### Material for the task

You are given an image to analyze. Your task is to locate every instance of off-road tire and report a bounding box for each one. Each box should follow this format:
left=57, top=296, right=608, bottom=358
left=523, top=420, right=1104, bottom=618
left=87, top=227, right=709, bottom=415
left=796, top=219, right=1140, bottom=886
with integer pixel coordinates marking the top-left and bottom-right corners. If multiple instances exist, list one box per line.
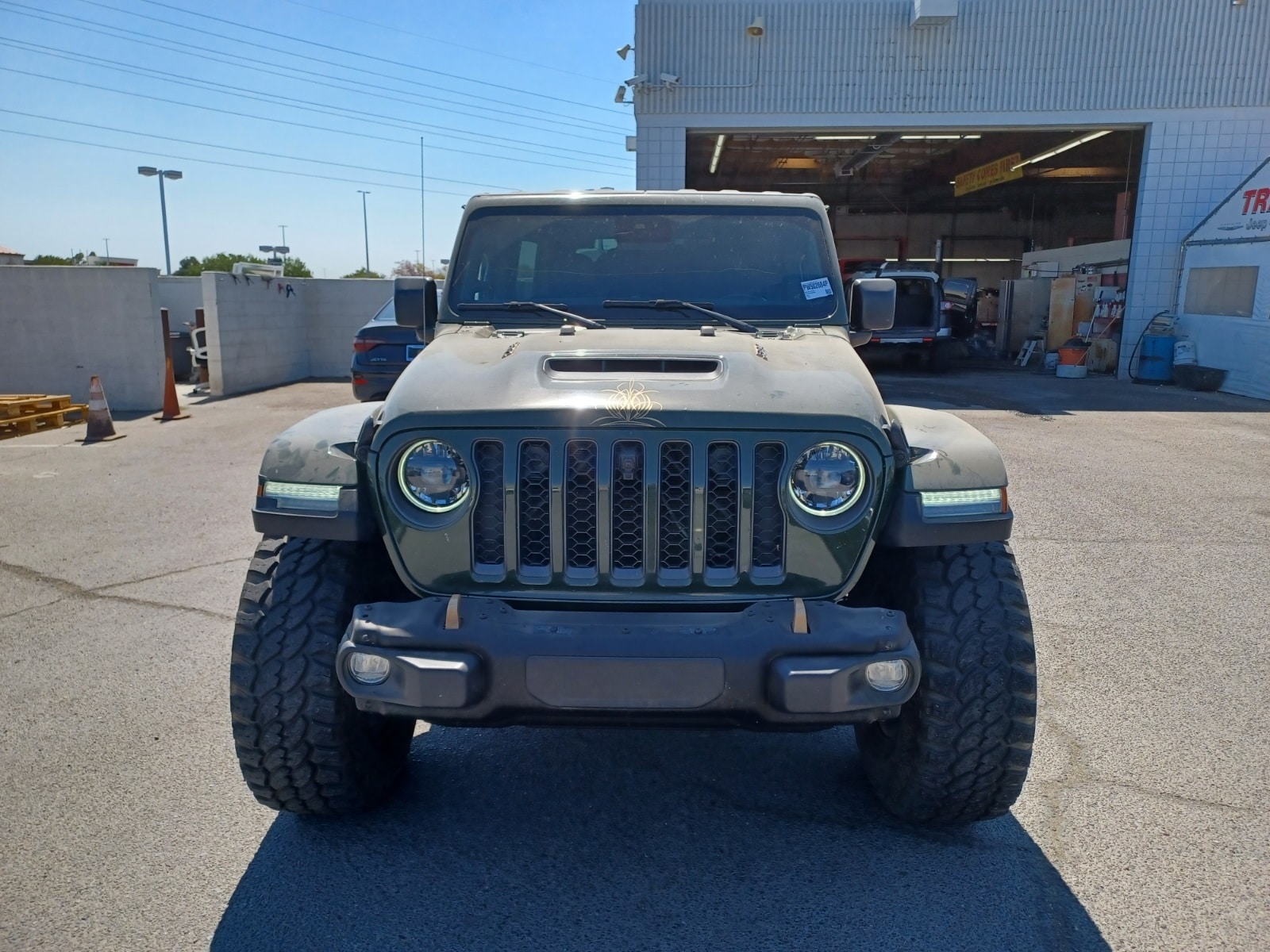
left=856, top=542, right=1037, bottom=823
left=230, top=537, right=414, bottom=814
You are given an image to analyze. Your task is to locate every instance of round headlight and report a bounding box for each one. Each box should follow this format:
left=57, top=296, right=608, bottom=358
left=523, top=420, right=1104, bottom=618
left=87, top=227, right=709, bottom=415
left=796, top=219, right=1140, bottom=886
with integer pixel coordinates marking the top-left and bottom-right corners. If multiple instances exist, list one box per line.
left=398, top=440, right=472, bottom=512
left=790, top=443, right=865, bottom=516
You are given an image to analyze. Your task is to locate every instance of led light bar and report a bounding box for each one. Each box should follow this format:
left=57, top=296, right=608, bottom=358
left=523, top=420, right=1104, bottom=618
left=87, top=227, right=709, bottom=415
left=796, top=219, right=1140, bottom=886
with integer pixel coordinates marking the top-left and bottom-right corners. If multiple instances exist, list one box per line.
left=260, top=481, right=341, bottom=512
left=921, top=489, right=1005, bottom=519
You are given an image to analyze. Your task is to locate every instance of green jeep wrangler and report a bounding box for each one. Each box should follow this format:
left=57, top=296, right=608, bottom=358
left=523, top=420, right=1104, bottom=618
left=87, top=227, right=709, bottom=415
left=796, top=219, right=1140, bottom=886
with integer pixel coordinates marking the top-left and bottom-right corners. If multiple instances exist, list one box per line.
left=230, top=192, right=1037, bottom=823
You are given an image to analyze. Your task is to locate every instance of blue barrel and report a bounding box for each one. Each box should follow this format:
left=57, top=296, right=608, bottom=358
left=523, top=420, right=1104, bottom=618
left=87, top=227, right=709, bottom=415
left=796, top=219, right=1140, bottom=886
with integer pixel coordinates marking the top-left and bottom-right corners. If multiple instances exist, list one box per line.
left=1138, top=334, right=1175, bottom=383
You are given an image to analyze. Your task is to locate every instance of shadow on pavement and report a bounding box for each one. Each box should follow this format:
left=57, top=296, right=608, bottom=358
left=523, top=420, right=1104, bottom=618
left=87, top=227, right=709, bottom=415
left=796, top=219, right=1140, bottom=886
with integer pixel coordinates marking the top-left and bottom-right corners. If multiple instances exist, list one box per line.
left=872, top=367, right=1270, bottom=416
left=212, top=727, right=1109, bottom=952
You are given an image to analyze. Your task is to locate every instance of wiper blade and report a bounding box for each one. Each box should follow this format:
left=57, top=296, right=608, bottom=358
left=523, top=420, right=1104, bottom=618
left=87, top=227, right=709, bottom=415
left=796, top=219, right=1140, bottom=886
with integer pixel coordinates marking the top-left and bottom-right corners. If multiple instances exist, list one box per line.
left=605, top=297, right=758, bottom=334
left=451, top=301, right=605, bottom=330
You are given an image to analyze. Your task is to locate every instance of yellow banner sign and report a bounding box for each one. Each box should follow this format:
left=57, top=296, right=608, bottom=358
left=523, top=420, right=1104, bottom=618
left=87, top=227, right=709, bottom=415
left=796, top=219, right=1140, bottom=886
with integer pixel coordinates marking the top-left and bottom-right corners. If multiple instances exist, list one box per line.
left=952, top=152, right=1024, bottom=198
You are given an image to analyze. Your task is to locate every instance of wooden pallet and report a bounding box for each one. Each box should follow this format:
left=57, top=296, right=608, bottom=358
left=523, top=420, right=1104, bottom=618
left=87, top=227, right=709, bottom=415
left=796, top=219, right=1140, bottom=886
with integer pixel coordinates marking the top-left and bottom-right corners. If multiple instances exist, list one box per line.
left=0, top=393, right=72, bottom=420
left=0, top=393, right=87, bottom=440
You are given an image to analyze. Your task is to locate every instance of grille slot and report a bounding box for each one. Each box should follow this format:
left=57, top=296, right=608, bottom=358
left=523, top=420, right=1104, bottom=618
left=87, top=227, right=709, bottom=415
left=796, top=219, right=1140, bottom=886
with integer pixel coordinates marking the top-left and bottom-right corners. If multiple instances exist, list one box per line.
left=564, top=440, right=598, bottom=580
left=612, top=440, right=644, bottom=582
left=751, top=443, right=785, bottom=579
left=706, top=443, right=741, bottom=578
left=472, top=440, right=506, bottom=575
left=656, top=440, right=692, bottom=585
left=517, top=440, right=551, bottom=579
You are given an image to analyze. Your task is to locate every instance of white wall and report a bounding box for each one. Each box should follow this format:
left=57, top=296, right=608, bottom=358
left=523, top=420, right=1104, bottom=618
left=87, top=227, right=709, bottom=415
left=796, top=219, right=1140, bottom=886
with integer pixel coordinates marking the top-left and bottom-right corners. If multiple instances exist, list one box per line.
left=202, top=271, right=392, bottom=395
left=0, top=265, right=164, bottom=410
left=1173, top=241, right=1270, bottom=400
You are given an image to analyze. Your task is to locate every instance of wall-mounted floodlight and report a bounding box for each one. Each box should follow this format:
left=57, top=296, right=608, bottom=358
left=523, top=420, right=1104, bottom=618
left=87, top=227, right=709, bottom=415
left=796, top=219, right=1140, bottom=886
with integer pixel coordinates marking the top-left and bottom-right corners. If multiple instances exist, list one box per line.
left=710, top=136, right=728, bottom=175
left=1010, top=129, right=1111, bottom=171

### Written exercise
Convert every line of the records above into a JSON list of strings, one string per line, with blank lines omitted and the pictures left out.

### Solved problem
[
  "You are given an image to analyze. Your task is to locate every instance of off-road tire and report a bounding box for each one. Each box should follow this format:",
  "left=57, top=296, right=608, bottom=358",
  "left=523, top=420, right=1104, bottom=618",
  "left=87, top=227, right=709, bottom=415",
  "left=796, top=219, right=1140, bottom=886",
  "with integer pixel coordinates marking the top-left and bottom-right corners. If multiple instances exist, list one box per line.",
  "left=856, top=542, right=1037, bottom=823",
  "left=230, top=537, right=414, bottom=814",
  "You are given an image to analyze. Your task is to locate every instance of round headlight and report a bounding box for each one. Each box should follow this format:",
  "left=57, top=296, right=608, bottom=358",
  "left=523, top=420, right=1104, bottom=618",
  "left=87, top=227, right=709, bottom=415",
  "left=796, top=219, right=1140, bottom=886",
  "with integer pixel coordinates marking the top-left and bottom-right corners. If multiple instances exist, list one box per line.",
  "left=398, top=440, right=472, bottom=512",
  "left=790, top=443, right=865, bottom=516",
  "You are given an image to analyze. Your task is to locate every instance of led light bar and report a bounding box for each one. Each box should follow this format:",
  "left=57, top=296, right=608, bottom=358",
  "left=523, top=420, right=1104, bottom=618",
  "left=87, top=227, right=709, bottom=415",
  "left=796, top=219, right=1140, bottom=886",
  "with integer pixel coordinates marking the top-left and bottom-right corners. If multiple instances exist, list one box per line.",
  "left=260, top=481, right=341, bottom=512",
  "left=921, top=489, right=1005, bottom=519",
  "You are given an image to analyze. Your task is to locate every instance of green jeep wrangler and report a bounding box for each one. Each box should follow this format:",
  "left=57, top=296, right=608, bottom=358",
  "left=523, top=420, right=1104, bottom=618",
  "left=87, top=227, right=709, bottom=415",
  "left=796, top=219, right=1140, bottom=886",
  "with integer pixel coordinates marking the top-left and bottom-right corners. If multiple instances exist, list one box per line.",
  "left=230, top=192, right=1037, bottom=823",
  "You are given an image to analyze. Your task is to locate every instance of blue barrel and report a bounding box for each one. Each box should follow this format:",
  "left=57, top=296, right=608, bottom=358",
  "left=523, top=420, right=1104, bottom=618",
  "left=87, top=227, right=709, bottom=415",
  "left=796, top=219, right=1140, bottom=886",
  "with integer pixel coordinates marking the top-left and bottom-right corners. If multiple instances exist, list one box per line.",
  "left=1138, top=334, right=1175, bottom=383",
  "You are given an image to analyze. Your task is to locate every instance of shadow on pavement and report a bounding box for each one. Each box should follow this format:",
  "left=57, top=296, right=608, bottom=358",
  "left=523, top=420, right=1104, bottom=618",
  "left=87, top=227, right=709, bottom=415",
  "left=796, top=219, right=1140, bottom=886",
  "with integer pixel coordinates marking the top-left and bottom-right corners. If multiple instances exist, list one box per line.",
  "left=872, top=367, right=1270, bottom=416",
  "left=212, top=727, right=1109, bottom=952",
  "You are given an image to analyze. Your task is to locate every instance of wiper blade and report a bounding box for each one. Each box should follow this format:",
  "left=57, top=296, right=608, bottom=358",
  "left=523, top=420, right=1104, bottom=618",
  "left=87, top=227, right=709, bottom=415",
  "left=796, top=219, right=1140, bottom=886",
  "with integer pixel coordinates marking the top-left and bottom-right corners. If multiple instances exist, list one box per line.",
  "left=605, top=297, right=758, bottom=334",
  "left=451, top=301, right=605, bottom=330",
  "You are given an image to analyze. Your task is to locate every instance of yellow banner sign and report a bounding box for each one. Each box should follow this format:",
  "left=57, top=296, right=608, bottom=358",
  "left=523, top=420, right=1104, bottom=618",
  "left=87, top=227, right=709, bottom=415",
  "left=796, top=219, right=1140, bottom=886",
  "with integer pixel coordinates marking the top-left and bottom-right corners. If multiple instances exist, list one box per line.",
  "left=952, top=152, right=1024, bottom=198",
  "You are given an image to analyze. Your task is to locate every instance of wooden pallet and report a bounding box for each one. Each box should follow this format:",
  "left=57, top=296, right=608, bottom=358",
  "left=523, top=420, right=1104, bottom=618",
  "left=87, top=227, right=709, bottom=415",
  "left=796, top=219, right=1140, bottom=886",
  "with integer pixel coordinates marking the top-left and bottom-right corners. If multiple instances exist, list one box per line.",
  "left=0, top=393, right=72, bottom=420",
  "left=0, top=393, right=87, bottom=440",
  "You are given an image to analyze. Your task is to locate every instance of grille slot and report a bounding box for each one. Each box should follow this format:",
  "left=57, top=296, right=608, bottom=358",
  "left=523, top=420, right=1104, bottom=618",
  "left=87, top=227, right=709, bottom=415",
  "left=796, top=219, right=1140, bottom=886",
  "with integer pixel coordinates marking the top-left and bottom-right corners. If multiple instances exist, list one box per line.",
  "left=564, top=440, right=598, bottom=580",
  "left=612, top=440, right=644, bottom=582",
  "left=751, top=443, right=785, bottom=579",
  "left=706, top=443, right=741, bottom=578",
  "left=472, top=440, right=506, bottom=575",
  "left=656, top=440, right=692, bottom=585",
  "left=517, top=440, right=551, bottom=579",
  "You are given an image to analyze. Your task is to locate every instance of white wall and report a bounding box for each one. Each box should follow this format:",
  "left=57, top=296, right=608, bottom=358",
  "left=523, top=420, right=1104, bottom=618",
  "left=87, top=227, right=709, bottom=415",
  "left=796, top=219, right=1140, bottom=886",
  "with integer pixel coordinates marking the top-left and bottom-right corners. If multiple instances exist, list one box per line.",
  "left=202, top=271, right=392, bottom=395",
  "left=0, top=265, right=164, bottom=410",
  "left=1173, top=241, right=1270, bottom=400",
  "You are given an image to analyze. Your task is to locate every instance of wall-mounted floodlight and report a bounding box for each one. Each box should follow this format:",
  "left=57, top=296, right=608, bottom=358",
  "left=523, top=420, right=1104, bottom=618",
  "left=87, top=227, right=709, bottom=415",
  "left=796, top=219, right=1140, bottom=886",
  "with integer pixel coordinates marking the top-left and bottom-right corners. If multiple instances exist, list one box per line.",
  "left=710, top=136, right=728, bottom=175",
  "left=1010, top=129, right=1111, bottom=171"
]